* Prompt: In the definitions section of the purchase conditions below, what company number is given for Upright UK Limited?

── Text passage

1. Definitions

1.1 In these Conditions the following words have the following meanings:

“Conditions” means these Terms & Conditions of Purchase as varied by the Order Form;

“Intellectual Property Rights” means patents, trademarks (whether registered or unregistered), design rights (whether registered or unregistered), database rights, copyright, know-how, rental rights, industrial property rights, and similar current and future rights throughout the world (including all renewals and extensions);

“UPRIGHT UK IP” means any and all trademarks and service marks (whether registered or unregistered) owned by or exclusively licensed to UPRIGHT UK or its subsidiaries, UPRIGHT UK’s brand names (whether registered or unregistered), references to the company “Upright UK” and/or any of UPRIGHT UK’s logos;

“UPRIGHT UK” means Upright UK Limited (Company No. 5418556), Unit 9, The Courtyard, Whitwick Business Park, Stenson Rd, Coalville, Leicestershire, LE67 4JP

“Order Form” means the order form or email to which these Conditions are attached;

“Products” means the products to be supplied by the Seller under the Order Form;

“Working Days” means Monday to Friday each week.

────
── Raw data

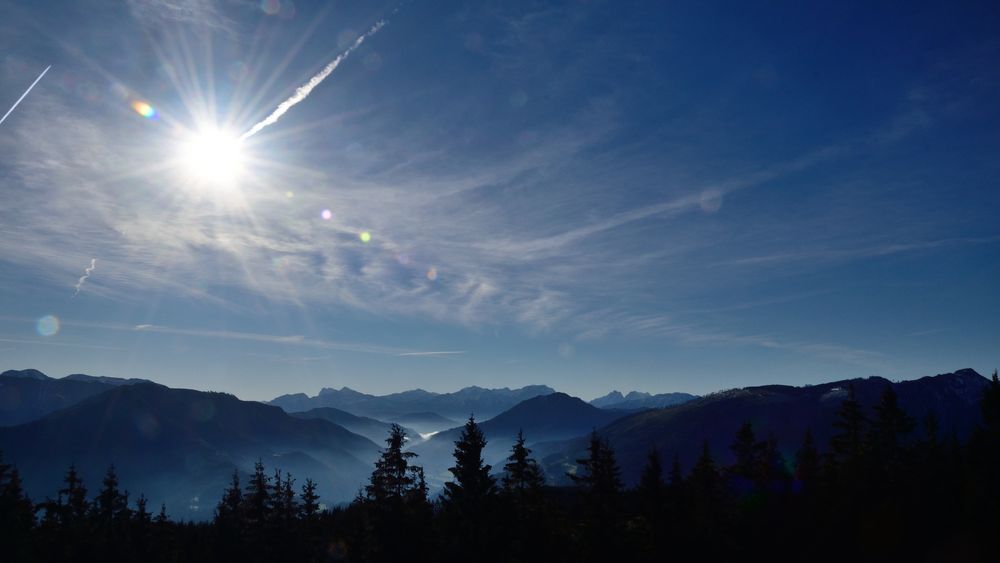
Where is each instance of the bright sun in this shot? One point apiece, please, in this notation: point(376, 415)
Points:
point(212, 156)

────

* Output for this exercise: Company No. 5418556